** START Data extract **

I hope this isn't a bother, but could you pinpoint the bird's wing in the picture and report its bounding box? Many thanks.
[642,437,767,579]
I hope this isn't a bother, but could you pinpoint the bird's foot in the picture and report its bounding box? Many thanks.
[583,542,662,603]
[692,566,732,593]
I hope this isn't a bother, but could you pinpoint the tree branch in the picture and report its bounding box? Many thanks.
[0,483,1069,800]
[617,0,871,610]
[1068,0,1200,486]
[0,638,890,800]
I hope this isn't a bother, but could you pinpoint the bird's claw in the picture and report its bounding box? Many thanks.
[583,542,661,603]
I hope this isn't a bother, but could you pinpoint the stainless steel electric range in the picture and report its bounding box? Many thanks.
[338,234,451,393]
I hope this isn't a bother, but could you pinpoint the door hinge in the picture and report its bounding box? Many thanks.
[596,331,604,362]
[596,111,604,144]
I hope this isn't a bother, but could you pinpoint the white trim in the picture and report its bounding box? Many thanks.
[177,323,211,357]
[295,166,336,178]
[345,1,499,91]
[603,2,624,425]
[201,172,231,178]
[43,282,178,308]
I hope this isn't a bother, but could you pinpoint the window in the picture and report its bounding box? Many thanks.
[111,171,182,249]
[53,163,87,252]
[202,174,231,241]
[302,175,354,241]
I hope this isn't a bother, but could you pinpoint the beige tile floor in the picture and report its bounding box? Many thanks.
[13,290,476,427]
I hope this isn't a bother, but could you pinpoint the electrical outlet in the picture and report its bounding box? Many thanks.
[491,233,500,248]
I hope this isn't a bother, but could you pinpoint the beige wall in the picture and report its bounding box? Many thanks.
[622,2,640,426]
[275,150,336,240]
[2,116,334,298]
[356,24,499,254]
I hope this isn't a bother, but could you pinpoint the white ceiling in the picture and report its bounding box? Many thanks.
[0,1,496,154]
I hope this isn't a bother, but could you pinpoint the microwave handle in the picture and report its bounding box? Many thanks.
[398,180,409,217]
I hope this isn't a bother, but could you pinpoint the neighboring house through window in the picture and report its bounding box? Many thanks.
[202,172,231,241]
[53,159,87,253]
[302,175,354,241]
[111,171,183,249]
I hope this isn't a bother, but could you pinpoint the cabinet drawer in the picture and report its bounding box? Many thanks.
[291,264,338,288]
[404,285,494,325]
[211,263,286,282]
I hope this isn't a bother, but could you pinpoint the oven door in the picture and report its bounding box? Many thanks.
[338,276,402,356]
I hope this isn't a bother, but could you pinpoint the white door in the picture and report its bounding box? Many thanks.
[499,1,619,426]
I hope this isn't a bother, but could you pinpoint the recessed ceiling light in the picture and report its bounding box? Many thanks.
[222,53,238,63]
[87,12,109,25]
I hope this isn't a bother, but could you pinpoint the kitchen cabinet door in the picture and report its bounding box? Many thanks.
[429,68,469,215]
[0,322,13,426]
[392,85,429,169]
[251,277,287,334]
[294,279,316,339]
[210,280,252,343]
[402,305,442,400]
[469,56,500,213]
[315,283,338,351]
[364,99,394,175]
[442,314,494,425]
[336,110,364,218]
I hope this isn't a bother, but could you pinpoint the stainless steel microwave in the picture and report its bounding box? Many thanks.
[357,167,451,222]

** END Data extract **

## Your goal
Render all of the records above as a two-column CSV headed record_text and record_answer, with one row per record. Put each record's text and its answer in their own quoted fields, replacing line breaks with spaces.

## Written answer
record_text,record_answer
"I hope this isn't a bother, but could you pinpoint the bird's wing in the picture and report its bounding box? Many thanks.","[642,437,767,579]"
"I hope this isn't a bother, but could you pinpoint the bird's foot in the picture and report its bounding box? Many thanks.","[583,542,662,603] [692,566,732,593]"
"I hope this isn't a bother, but could you pinpoint the tree branch in the picture and report its bounding box? Many thanks.","[0,483,1069,800] [617,0,871,610] [1068,0,1200,486] [0,638,890,800]"
"I hope this isn't a bother, but could you pinpoint the bird's claw in the picture and report its bounding box? Many thanks.","[583,542,661,603]"
"I hope this isn't a bother, but could you pinpoint the stainless steel electric range in the picture and report its bounding box? Many thanks.","[338,234,451,393]"
"I hope this isn't a bother, but could you pinpoint the door hinge in the picture and report its bounding box? Many thanks.","[596,331,604,362] [596,111,604,144]"
"I hope this isn't a bother, but could you pinpoint the white trim in the picture and report its bounding box? Many thanks.","[177,323,211,357] [295,166,336,178] [345,1,499,91] [603,2,624,425] [201,172,231,178] [43,282,178,308]"
"I hope this isn't a bother, but could you pinpoint the window in the picture and report its bounding box? Many thanks.","[111,171,182,249] [53,163,87,252] [202,174,231,241] [302,175,354,241]"
"I hope this isn't a bother, but could you pinpoint the beige tile floor in the picture and report its bounding box? Many thanks.","[13,290,476,427]"
"I hope this isn't a bother, but could you pinpoint the electrical outlet in the picture and report its bounding box? Many thanks.","[491,233,500,248]"
"I hope this isn't a bother, but could you pinpoint the beige wall in the picture and report its bounding box? Many thanks.","[622,2,640,426] [275,150,336,240] [2,116,334,298] [356,24,499,254]"
"I hope this isn't a bother, but could you pinpoint the white ceiling in the picture and report its bounding box? Many thanks.","[0,1,496,154]"
"I hope this isn't a bother, but could you pinpoint the microwave handle in the picture and report its bounding box? Many thanks.","[398,180,409,217]"
"I hope this isn't a bother, but could you pinpoint the neighboring house through window in the picture and report its bounding box? Many thanks.","[202,172,231,241] [53,159,87,253] [302,175,354,241] [111,171,183,249]"
"I hope this isn't a bother, but could you pinpoint the cabinet drawer in the picture and report its bounding box? Many thanks.","[291,264,338,288] [404,285,494,325] [211,263,286,282]"
"I hope this isn't a bother, but could you pinpoint the oven door in the picture and report its bounding box? Many thanks.","[338,276,402,356]"
"I hope this isn't a bother, but could you pinpoint the white door in the picture and report its bounding box? Many thanks.","[499,1,619,426]"
"I hope this isn't a bother, but could you pinpoint the recessed ceiling light in the picture and report its bounding box? Many thanks.","[222,53,238,63] [87,12,109,25]"
"I hope this isn't a bother, but could you pinpoint the kitchen cabinet door in the picture and report its bounding box? Many thanks.","[429,68,469,215] [0,322,13,426] [392,85,429,169] [251,277,287,334] [294,279,316,339] [210,280,252,343] [402,305,442,400] [469,56,500,213] [315,283,338,351] [364,99,394,175] [442,314,494,425] [336,110,364,218]"
"I hope this isn't a bother, but could you pinpoint the stainless steel microwave in the picture and report its bounding box? Many thanks.","[357,167,451,222]"